● Texto seleccionado:
------------------------------------------------------------

El polímata francés Constantine Rafinesque conocería y estudiaría por primera vez el códice de Dresde, a partir de una publicación parcial que se hizo de este en París, donde fueron expuestas cinco páginas del místico texto, en un amplio volumen sobre América. La fascinación y el interés por los grabados llevarían a Rafinesque a un profundo estudio, logrando descifrar las lógicas de los símbolos numéricos mayas, quedando así como el primer intérprete moderno que retomaría el rastro de las antiguas expresiones.
Por su parte, en la ciudad de Dresde, el historiador y bibliotecario alemán Ernst Förstemann toparía accidentalmente con el singular libro en el archivo real, y se vería sorprendido al contemplar en este el abundante lenguaje zoomorfo y abstracto. Sus arduas investigaciones lo llevarían a descubrir en el códice los conocimientos astronómicos y el sistema calendárico de los mayas. Förstemann logró entender las cuentas regresivas del tiempo que estos detallaron hasta llegar a lo que consideraron el inicio de la creación, datada hacia 3114 años a. C. denominándola cuenta larga. Entendió las tablas que señalaban los ciclos del planeta Venus, relacionados con la guerra, y las precisas predicciones de eclipses solares y lunares.
Las representaciones que se aglomeran en las páginas de los códices reflejan la ambigüedad con que estos percibían las energías que entornan la vida y la naturaleza, contrario a las figuras que hoy en día consideramos benévolas, como, por ejemplo, un conjunto de ángeles, los cuales suelen presentar características de tez blanca, asociados a la pureza y lo afable; los mayas manifestaban al ser humano conformado por un choque de armonías antagónicas: tales como la vida y la muerte. De esta forma los grabados de sus dioses incorporaban ambos elementos.
Las fuerzas sagradas que venían del cielo, donde el sol generaba luz y calor, además de la vida y el beneficio que concedía la lluvia, también podían transformarse en despiadadas sequías, o arrasadoras tormentas… de tal manera podía venir de las alturas la vida o la muerte, así como el cambio del día, a la profunda oscuridad de la noche. En cuanto al inframundo, debajo de la tierra, destinado a los espíritus del cuerpo perecedero y promotor de enfermedades y males, este poseía igualmente tesoros minerales, envolvía asimismo la semilla que germinaría en nueva vida y era capaz de contener en sus entrañas manantiales subterráneos. La ambivalencia que conllevaba la interacción de las energías divinas en todos los planos fue lo que provocó que la estética artística maya y el lenguaje pictórico de sus libros sagrados fueran inicialmente percibidos por los foráneos, como supersticiones embebidas de seres malignos y terrenales.

------------------------------------------------------------

● Ejercicios propuestos:
a – Transcriba sin alteraciones el fragmento del texto sobre el códice de Dresde que comienza en "Las representaciones que" y termina en "incorporaban ambos elementos.".
b – Escriba una continuación del texto sobre el códice de Dresde a partir de su última oración.
Los registros que siguen constituyen un material independiente del texto sobre el códice de Dresde.

Entradas de datos almacenados:
------------------------------------------------------------

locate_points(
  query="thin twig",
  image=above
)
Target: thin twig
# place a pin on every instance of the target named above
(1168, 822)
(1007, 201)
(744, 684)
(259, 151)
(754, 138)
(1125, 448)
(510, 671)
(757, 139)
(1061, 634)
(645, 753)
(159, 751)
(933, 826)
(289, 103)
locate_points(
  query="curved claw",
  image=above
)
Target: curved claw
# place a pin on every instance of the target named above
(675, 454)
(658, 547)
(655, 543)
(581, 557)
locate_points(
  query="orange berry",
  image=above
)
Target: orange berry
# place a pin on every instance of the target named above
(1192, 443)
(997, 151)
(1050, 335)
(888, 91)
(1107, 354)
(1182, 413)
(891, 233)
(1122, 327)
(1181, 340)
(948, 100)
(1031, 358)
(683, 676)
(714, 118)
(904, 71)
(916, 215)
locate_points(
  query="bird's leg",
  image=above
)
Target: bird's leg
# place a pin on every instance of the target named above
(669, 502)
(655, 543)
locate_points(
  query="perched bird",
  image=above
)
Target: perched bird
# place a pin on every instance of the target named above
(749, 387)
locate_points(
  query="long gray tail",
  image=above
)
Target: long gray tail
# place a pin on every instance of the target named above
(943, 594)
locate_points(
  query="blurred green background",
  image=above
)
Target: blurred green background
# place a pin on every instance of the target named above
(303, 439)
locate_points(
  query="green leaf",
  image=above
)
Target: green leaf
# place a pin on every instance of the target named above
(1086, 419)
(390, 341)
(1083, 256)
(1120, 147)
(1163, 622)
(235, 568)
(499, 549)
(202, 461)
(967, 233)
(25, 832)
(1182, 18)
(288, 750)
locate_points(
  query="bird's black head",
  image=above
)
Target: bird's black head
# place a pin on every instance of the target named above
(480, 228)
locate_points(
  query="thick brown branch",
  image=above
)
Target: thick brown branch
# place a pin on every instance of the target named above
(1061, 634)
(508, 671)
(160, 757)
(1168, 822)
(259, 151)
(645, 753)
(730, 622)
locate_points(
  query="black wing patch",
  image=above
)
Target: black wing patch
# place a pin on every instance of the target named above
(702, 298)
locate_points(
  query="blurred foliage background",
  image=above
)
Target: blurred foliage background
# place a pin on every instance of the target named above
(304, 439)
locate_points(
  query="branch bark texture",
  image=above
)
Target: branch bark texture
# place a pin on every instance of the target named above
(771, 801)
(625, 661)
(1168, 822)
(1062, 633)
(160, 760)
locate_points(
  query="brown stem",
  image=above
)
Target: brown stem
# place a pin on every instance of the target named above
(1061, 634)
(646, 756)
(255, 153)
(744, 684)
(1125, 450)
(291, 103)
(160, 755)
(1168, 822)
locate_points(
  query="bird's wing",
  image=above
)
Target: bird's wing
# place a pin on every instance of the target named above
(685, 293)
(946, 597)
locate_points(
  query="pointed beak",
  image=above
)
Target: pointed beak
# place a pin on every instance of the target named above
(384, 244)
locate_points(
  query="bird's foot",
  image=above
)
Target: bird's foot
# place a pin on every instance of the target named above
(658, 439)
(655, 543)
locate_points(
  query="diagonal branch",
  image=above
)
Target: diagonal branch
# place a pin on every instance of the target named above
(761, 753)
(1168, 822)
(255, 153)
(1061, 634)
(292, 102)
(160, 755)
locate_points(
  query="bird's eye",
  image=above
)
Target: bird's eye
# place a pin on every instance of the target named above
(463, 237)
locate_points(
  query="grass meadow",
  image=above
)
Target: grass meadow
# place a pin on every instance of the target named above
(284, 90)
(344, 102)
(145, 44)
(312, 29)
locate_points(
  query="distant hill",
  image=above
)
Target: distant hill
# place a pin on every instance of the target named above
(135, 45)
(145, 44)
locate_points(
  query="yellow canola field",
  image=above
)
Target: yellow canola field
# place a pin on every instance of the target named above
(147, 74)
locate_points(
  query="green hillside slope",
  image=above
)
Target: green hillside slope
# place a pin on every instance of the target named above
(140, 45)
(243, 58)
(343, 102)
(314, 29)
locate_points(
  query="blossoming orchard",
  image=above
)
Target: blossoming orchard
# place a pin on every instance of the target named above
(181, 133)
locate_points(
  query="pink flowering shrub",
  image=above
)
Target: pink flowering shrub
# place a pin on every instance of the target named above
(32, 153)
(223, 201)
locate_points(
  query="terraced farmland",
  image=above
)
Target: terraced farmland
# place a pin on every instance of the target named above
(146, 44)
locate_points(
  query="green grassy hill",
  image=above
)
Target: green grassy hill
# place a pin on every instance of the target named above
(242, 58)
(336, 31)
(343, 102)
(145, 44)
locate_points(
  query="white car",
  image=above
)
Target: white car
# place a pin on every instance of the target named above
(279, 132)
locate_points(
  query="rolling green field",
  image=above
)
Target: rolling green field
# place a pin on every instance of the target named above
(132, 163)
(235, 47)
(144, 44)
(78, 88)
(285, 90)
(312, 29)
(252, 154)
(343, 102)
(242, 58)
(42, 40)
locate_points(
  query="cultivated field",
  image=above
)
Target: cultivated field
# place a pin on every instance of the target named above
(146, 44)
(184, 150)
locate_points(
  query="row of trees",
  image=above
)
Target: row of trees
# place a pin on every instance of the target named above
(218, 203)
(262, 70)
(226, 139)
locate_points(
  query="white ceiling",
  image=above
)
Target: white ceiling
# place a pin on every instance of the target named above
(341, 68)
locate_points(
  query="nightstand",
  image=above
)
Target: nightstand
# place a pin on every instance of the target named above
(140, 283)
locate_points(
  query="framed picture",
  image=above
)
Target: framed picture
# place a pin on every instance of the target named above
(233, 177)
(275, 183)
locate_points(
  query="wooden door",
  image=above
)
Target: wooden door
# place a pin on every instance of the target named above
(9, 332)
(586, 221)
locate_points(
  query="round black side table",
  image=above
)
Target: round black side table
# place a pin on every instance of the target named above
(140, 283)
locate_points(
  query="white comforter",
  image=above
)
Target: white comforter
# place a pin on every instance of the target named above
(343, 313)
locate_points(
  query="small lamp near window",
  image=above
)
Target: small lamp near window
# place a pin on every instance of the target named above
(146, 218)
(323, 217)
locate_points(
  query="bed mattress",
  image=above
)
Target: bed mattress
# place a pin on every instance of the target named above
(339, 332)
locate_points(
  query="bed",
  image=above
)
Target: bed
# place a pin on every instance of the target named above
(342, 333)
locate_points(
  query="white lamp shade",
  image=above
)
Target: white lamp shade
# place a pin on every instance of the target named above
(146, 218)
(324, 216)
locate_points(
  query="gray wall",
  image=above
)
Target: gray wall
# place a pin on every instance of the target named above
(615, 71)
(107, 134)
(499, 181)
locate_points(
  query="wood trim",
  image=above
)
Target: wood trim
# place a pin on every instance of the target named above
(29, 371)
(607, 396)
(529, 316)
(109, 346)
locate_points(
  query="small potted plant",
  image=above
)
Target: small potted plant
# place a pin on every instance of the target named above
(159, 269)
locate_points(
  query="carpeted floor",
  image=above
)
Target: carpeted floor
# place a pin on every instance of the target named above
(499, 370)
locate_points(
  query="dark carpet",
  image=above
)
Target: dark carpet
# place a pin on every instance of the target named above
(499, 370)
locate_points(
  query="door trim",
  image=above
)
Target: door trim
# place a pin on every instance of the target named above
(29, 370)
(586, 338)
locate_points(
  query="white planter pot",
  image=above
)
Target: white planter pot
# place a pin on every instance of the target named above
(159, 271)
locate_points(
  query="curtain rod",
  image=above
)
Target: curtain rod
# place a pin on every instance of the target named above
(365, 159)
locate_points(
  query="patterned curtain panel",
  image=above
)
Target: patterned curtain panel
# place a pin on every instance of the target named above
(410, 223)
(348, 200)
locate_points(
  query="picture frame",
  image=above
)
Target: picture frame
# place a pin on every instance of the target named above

------------------------------------------------------------

● Respuestas:
a –
Las representaciones que se aglomeran en las páginas de los códices reflejan la ambigüedad con que estos percibían las energías que entornan la vida y la naturaleza, contrario a las figuras que hoy en día consideramos benévolas, como, por ejemplo, un conjunto de ángeles, los cuales suelen presentar características de tez blanca, asociados a la pureza y lo afable; los mayas manifestaban al ser humano conformado por un choque de armonías antagónicas: tales como la vida y la muerte. De esta forma los grabados de sus dioses incorporaban ambos elementos.

b –
La disociación que afrontó la cultura maya con la realidad que ellos discernían de la naturaleza continuó promoviendo el alejamiento de sus creencias tras la conquista, a tal punto que en años recientes (2020) se verían acciones como lo ocurrido en San Luis, Petén; donde dicha comunidad quemó vivo a don Domingo Choc Chen, acusándolo de brujo. Las investigaciones posteriores resolverían que se trataba de un guía espiritual maya Q’eqchi, con prominente conocimiento en plantas medicinales, quien además ejercía una gran colaboración con varios proyectos académicos relacionados al ámbito antropológico y científico.
Después de los avances en la comprensión de la aritmética y astronomía maya, se estimó imposible descifrar en su totalidad otras imágenes expuestas en los glifos. En 1950 el arqueólogo británico John Sidney Thompson, quien era considerado el mayista o especialista más experimentado, concluyó que los grabados no contenían valor fonético o sonidos, y solamente expresaban ideas o conceptos, definiéndolos como ideogramas. Sería en 1952 que el lingüista ruso Yuri Knorozov iría más allá de la teoría de Thompson, logrando discernir y extraer un conjunto de silabas reproducidas en trecientos cincuenta y cinco signos, además de logogramas, o sea, signos que representan una palabra completa, marcando finalmente la correspondencia de los símbolos mayas, con una escritura fonética, posibilitando entender las narraciones históricas fragmentadas entre los libros y las contexturas líticas.
En la actualidad, las exploraciones hacia antiguas ciudades mayas continúan a la par de los avances tecnológicos, y prosiguen los elocuentes hallazgos soterrados por la selva, tal es el caso del proyecto encaminado por el arqueólogo estadounidense Richard D. Hansen, a partir de 1987 en la extensa espesura guatemalteca denominada Cuenca del Mirador.
Las circunstancias en que la humanidad llega a lo que sería el nuevo ciclo maya después del 2012, podrían llamar la atención de alguna manera, las abruptas transformaciones que el planeta ha experimentado nos traen a un mundo vertiginoso que ha cuadruplicado su población en los últimos cien años, donde la creación y consumo de mercancías ha devastado más recursos en un solo siglo que en los seis mil años anteriores juntos. La sofisticación de las guerras, la inteligencia de las máquinas, y la avanzada industrialización ya no atienden solamente a las luchas de grupos humanos contra otros, sino que confronta también a nuestra especie con la naturaleza. Sin embargo, el plano esotérico de los sacerdotes descendientes de la antigua civilización refleja en este cambio de era un despertar de la consciencia.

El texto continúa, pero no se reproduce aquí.